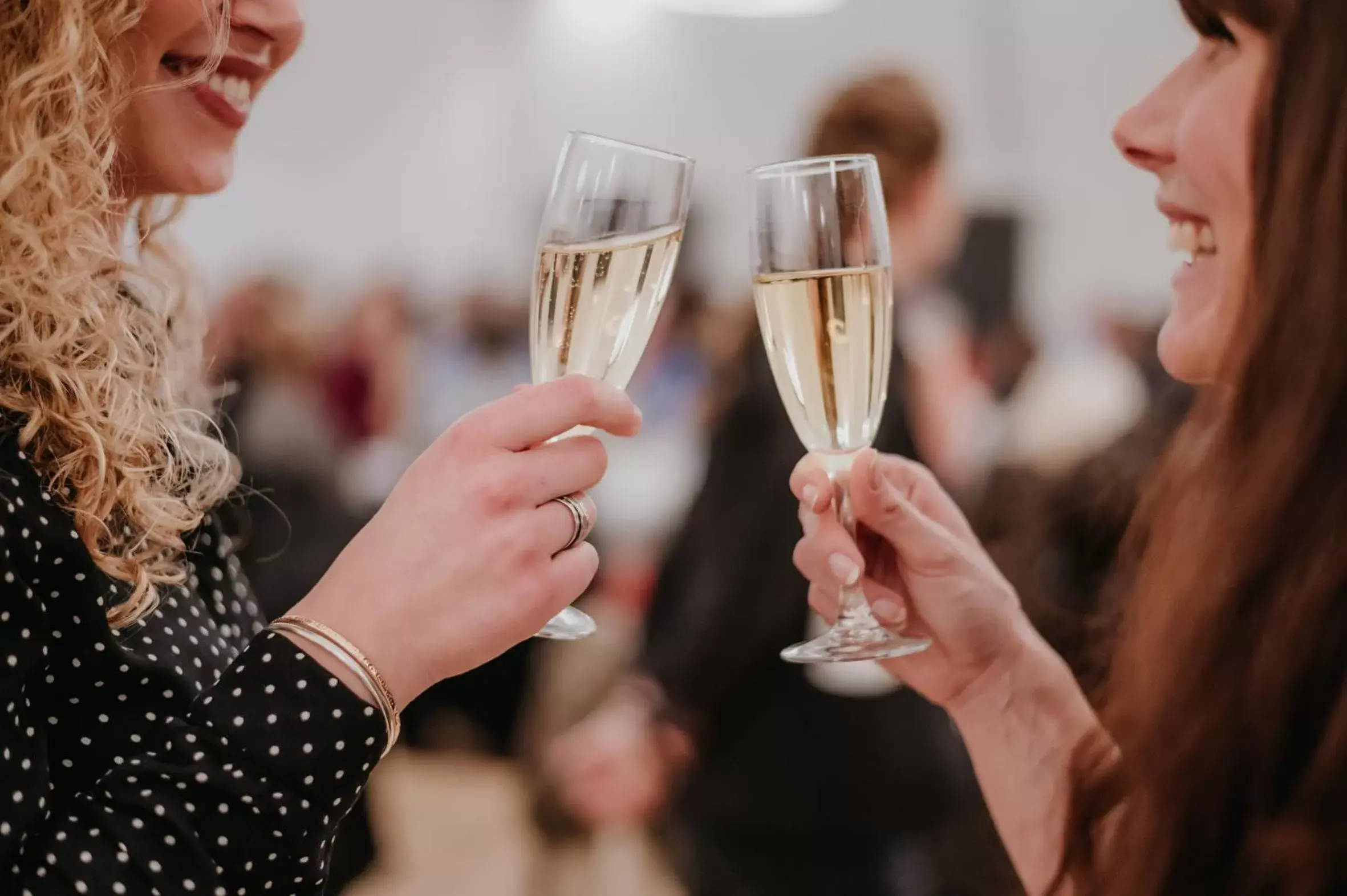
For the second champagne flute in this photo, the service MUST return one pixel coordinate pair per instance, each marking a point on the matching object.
(607, 255)
(823, 287)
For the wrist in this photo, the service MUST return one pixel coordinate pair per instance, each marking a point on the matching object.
(328, 661)
(1027, 678)
(364, 632)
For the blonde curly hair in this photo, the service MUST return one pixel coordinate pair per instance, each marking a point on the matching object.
(100, 346)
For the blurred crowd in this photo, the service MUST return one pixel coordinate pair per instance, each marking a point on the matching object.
(679, 720)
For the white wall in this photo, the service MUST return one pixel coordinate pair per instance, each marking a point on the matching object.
(425, 140)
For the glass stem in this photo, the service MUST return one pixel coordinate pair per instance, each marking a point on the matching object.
(854, 611)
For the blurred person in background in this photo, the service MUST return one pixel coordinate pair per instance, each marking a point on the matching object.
(795, 781)
(1058, 533)
(1217, 762)
(158, 735)
(368, 381)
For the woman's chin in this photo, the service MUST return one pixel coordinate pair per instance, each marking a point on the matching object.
(1188, 350)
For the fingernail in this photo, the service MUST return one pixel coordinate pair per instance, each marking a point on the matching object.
(845, 569)
(888, 611)
(890, 495)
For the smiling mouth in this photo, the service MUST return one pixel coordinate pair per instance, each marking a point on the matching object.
(1194, 238)
(228, 93)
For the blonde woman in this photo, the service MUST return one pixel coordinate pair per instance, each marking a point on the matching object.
(155, 736)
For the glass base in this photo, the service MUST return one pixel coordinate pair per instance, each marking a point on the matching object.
(854, 644)
(569, 625)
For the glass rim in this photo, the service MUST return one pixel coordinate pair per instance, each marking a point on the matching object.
(815, 166)
(623, 144)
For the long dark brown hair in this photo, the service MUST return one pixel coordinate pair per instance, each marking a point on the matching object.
(1227, 695)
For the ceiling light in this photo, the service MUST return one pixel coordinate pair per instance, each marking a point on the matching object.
(750, 9)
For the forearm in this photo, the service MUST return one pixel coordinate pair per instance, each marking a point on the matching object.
(1021, 728)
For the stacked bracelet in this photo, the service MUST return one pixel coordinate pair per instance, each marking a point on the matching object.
(349, 655)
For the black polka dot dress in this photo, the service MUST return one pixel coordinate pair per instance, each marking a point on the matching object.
(192, 754)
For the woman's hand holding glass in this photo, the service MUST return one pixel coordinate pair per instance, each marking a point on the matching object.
(470, 553)
(922, 568)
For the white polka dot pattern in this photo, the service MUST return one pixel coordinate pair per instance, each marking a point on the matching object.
(192, 754)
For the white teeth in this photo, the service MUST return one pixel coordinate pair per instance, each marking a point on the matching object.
(1192, 238)
(1207, 240)
(236, 92)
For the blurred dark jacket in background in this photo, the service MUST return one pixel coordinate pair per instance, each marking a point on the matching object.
(790, 782)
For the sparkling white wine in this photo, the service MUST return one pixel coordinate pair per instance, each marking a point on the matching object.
(830, 338)
(597, 304)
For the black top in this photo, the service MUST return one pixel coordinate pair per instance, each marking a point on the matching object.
(776, 754)
(190, 754)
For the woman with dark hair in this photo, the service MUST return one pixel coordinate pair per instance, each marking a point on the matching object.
(1218, 759)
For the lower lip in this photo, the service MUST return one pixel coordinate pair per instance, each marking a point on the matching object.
(1188, 272)
(218, 107)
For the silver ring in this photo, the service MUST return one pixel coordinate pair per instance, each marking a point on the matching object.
(579, 516)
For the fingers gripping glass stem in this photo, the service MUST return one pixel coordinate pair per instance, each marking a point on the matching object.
(856, 636)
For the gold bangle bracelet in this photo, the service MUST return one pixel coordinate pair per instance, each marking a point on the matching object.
(356, 661)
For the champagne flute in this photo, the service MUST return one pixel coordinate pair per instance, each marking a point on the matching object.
(608, 248)
(823, 288)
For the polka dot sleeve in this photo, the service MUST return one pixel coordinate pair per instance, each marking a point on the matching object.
(241, 796)
(193, 754)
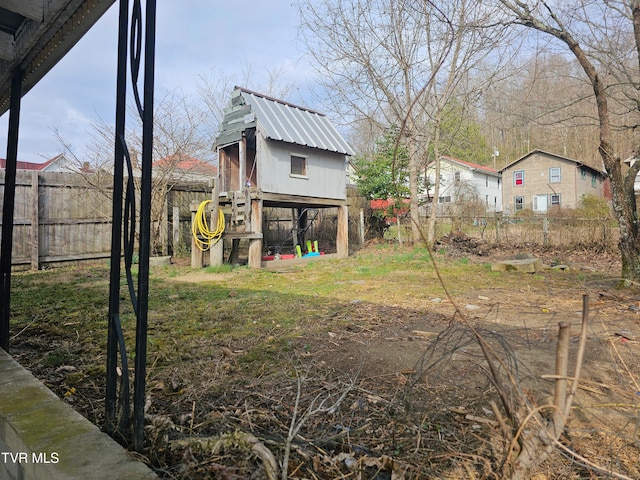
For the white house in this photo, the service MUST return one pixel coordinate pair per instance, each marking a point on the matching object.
(464, 182)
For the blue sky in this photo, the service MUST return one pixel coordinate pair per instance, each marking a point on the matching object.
(194, 38)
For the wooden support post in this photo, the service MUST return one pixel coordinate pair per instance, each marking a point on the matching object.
(302, 225)
(242, 162)
(196, 253)
(342, 237)
(235, 248)
(175, 229)
(35, 222)
(164, 226)
(247, 211)
(294, 228)
(216, 252)
(255, 244)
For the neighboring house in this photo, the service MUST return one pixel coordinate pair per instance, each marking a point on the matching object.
(59, 163)
(466, 182)
(184, 168)
(541, 180)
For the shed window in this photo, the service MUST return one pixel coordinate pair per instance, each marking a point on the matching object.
(298, 166)
(518, 178)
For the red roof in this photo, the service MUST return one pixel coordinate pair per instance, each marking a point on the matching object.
(187, 164)
(29, 165)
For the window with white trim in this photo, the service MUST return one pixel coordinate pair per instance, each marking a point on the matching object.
(518, 203)
(298, 166)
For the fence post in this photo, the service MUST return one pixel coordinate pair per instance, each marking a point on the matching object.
(35, 222)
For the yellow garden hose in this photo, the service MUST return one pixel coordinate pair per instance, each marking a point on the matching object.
(205, 238)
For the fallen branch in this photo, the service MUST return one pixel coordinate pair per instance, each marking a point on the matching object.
(234, 440)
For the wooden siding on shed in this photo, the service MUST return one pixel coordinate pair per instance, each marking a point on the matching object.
(325, 178)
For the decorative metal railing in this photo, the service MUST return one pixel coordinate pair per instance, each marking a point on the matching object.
(134, 39)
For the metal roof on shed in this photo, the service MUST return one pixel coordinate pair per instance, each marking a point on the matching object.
(290, 123)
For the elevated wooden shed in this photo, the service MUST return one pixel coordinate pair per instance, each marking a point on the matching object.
(275, 154)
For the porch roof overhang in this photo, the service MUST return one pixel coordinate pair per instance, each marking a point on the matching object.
(36, 34)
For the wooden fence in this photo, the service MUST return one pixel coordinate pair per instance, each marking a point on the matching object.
(66, 217)
(62, 218)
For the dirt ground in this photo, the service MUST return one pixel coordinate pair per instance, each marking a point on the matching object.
(403, 390)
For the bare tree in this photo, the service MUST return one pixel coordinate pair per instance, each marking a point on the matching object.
(395, 63)
(604, 38)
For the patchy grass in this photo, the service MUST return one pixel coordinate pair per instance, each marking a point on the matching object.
(229, 347)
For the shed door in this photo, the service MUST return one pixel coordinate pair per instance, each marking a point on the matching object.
(540, 203)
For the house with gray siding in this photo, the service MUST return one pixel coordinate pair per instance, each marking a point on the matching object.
(541, 181)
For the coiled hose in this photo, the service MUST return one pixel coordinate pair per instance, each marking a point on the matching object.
(205, 238)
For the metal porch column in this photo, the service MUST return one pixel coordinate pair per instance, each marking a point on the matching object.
(6, 246)
(117, 399)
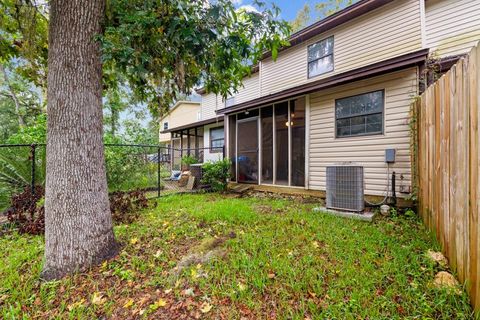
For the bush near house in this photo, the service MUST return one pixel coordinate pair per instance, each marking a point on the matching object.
(216, 174)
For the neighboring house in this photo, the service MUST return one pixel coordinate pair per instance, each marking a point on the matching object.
(182, 113)
(340, 93)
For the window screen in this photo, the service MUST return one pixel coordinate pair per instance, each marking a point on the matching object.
(217, 139)
(359, 115)
(320, 57)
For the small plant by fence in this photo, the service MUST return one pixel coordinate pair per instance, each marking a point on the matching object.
(151, 168)
(447, 166)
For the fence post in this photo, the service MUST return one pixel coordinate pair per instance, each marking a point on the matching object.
(32, 157)
(158, 172)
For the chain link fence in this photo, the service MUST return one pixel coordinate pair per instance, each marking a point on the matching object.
(154, 169)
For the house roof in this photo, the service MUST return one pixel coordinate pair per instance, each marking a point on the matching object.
(177, 104)
(390, 65)
(201, 123)
(253, 69)
(351, 12)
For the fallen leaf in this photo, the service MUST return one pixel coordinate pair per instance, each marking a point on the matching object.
(194, 274)
(205, 307)
(161, 303)
(75, 305)
(128, 304)
(241, 286)
(188, 292)
(97, 298)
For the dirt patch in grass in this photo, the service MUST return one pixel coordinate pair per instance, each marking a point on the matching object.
(207, 250)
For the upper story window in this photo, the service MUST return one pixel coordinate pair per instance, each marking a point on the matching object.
(217, 139)
(320, 57)
(360, 115)
(229, 102)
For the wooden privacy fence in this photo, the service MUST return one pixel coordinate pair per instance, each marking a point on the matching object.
(447, 165)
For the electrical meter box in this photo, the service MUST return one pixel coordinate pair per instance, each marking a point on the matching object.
(390, 155)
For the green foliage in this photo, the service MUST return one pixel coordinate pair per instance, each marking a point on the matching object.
(322, 9)
(34, 133)
(20, 101)
(302, 19)
(188, 160)
(327, 8)
(216, 174)
(16, 162)
(164, 49)
(24, 38)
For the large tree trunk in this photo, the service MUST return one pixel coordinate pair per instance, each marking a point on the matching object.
(78, 224)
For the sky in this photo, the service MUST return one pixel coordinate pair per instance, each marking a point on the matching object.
(289, 8)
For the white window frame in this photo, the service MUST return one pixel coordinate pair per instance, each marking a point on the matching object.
(319, 58)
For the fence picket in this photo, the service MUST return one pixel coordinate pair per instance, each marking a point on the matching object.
(448, 167)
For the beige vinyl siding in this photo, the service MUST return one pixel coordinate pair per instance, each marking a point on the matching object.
(250, 89)
(369, 151)
(389, 31)
(452, 26)
(210, 104)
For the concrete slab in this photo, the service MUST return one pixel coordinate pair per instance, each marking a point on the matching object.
(366, 216)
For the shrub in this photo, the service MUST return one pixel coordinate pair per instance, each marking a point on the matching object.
(188, 160)
(216, 174)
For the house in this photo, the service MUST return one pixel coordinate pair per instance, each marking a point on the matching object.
(340, 93)
(182, 113)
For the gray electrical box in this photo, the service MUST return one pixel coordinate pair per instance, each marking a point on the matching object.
(390, 155)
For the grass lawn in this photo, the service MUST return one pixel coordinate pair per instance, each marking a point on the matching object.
(272, 259)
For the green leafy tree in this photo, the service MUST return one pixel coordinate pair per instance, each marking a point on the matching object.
(308, 15)
(165, 49)
(302, 19)
(20, 101)
(24, 38)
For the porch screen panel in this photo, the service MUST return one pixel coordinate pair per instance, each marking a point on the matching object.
(281, 135)
(297, 123)
(248, 151)
(199, 139)
(232, 138)
(267, 144)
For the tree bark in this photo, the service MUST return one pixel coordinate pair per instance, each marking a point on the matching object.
(78, 223)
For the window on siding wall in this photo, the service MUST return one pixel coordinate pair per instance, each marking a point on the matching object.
(320, 57)
(360, 115)
(229, 102)
(217, 139)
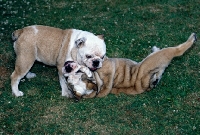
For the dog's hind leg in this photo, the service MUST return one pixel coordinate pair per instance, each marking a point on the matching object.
(65, 91)
(22, 66)
(30, 75)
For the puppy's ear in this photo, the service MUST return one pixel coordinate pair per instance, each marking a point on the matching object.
(105, 57)
(101, 36)
(80, 42)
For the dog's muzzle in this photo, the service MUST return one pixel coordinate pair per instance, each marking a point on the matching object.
(95, 65)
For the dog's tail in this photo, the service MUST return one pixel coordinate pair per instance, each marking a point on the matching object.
(16, 34)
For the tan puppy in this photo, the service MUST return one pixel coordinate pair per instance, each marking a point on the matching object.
(53, 46)
(123, 75)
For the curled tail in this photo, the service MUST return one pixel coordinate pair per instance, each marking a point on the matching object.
(16, 34)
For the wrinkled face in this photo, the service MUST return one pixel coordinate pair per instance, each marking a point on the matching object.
(92, 52)
(69, 66)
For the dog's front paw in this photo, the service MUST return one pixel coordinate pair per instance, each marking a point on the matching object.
(67, 94)
(193, 37)
(18, 94)
(155, 49)
(30, 75)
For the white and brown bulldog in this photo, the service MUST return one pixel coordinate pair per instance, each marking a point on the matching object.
(119, 75)
(53, 47)
(79, 79)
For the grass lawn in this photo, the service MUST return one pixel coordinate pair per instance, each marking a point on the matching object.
(131, 28)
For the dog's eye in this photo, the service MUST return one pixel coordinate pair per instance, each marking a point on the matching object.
(88, 56)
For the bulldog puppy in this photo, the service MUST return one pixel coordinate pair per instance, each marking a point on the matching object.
(119, 75)
(77, 79)
(53, 47)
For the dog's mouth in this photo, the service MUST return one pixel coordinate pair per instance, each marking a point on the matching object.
(93, 69)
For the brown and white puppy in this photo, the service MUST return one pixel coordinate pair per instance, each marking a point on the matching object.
(119, 75)
(77, 79)
(53, 47)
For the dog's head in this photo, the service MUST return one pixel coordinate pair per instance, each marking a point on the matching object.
(69, 66)
(91, 51)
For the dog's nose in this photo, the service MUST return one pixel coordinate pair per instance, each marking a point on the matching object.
(95, 63)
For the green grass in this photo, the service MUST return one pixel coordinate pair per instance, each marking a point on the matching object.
(131, 28)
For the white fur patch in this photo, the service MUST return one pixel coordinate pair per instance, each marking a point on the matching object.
(35, 29)
(30, 75)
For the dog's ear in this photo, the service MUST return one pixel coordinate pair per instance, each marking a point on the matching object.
(105, 57)
(101, 36)
(80, 42)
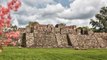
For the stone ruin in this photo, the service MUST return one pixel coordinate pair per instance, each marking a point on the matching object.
(61, 36)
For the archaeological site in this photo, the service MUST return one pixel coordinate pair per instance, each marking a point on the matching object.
(61, 36)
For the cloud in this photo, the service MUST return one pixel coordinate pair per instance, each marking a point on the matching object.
(82, 9)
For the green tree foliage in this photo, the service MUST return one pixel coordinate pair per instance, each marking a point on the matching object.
(100, 24)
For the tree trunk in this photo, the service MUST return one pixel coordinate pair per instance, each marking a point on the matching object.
(1, 48)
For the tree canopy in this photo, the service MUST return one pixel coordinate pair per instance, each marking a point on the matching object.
(100, 23)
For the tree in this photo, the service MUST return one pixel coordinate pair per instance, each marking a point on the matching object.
(5, 19)
(100, 24)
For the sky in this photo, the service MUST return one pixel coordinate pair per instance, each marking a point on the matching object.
(69, 12)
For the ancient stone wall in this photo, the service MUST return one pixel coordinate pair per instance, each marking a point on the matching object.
(48, 36)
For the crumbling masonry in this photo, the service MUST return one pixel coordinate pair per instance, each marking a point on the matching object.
(61, 36)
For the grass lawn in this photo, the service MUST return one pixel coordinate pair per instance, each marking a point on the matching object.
(14, 53)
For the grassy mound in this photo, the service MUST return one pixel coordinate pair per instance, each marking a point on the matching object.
(14, 53)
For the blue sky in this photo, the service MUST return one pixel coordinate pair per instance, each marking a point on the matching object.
(70, 12)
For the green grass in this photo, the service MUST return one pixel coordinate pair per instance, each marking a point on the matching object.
(14, 53)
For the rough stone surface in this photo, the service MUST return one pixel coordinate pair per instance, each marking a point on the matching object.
(48, 36)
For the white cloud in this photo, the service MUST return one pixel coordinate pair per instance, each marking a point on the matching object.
(82, 9)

* _WHAT THE TASK REQUIRES_
Repeat, word for word, every line from the line that contains "For the tree trunk" to the end of the entries; include both of those lines and no others.

* _COMPLETED TASK_
For the tree trunk in this photo, the service MUST return one pixel coordinate pair per instance, each marking a point on the matching object.
(1, 48)
For the tree canopy in this photo, the service MUST return one pixel coordinate pair per instance, each marking a point on the matching object.
(100, 23)
For the tree in this photo, the service MUST return one pixel coordinate pair per instance, each marking a point on the matching object.
(5, 19)
(100, 24)
For the sky in this photo, the service MUST return one pixel coordinate pair per instance, each marking a point on the matching object.
(69, 12)
For the ancient stone wall in this photo, the service MUST return one pixel coordinate pair per instance, each marking a point on the matching object.
(48, 36)
For the crumbling masonry in this photo, the service MUST return one pixel coordinate pair per instance, each marking a point on the matching object.
(61, 36)
For the grass lawn in this photo, the service MUST return one pixel coordinate pair per instance, each marking a point on the matching object.
(14, 53)
For the grassy mound in this photo, the service MUST return one pixel coordinate pair per instance, each marking a point on the matching object.
(14, 53)
For the blue sky in this photo, the service MUST return one pixel coordinate pair per instance, each marking a point on the matching object.
(70, 12)
For the green grass in this photo, the service MUST return one pixel coordinate pair per instance, each marking a point on the matching object.
(14, 53)
For the rough stone surface in this photo, the service MUST return one pixel coordinate pair per instance, each marking a point on the matching object.
(48, 36)
For the white cloud in this photo, the service MUST return one pixel coordinate pair per instance, each marking a point on the matching object.
(82, 9)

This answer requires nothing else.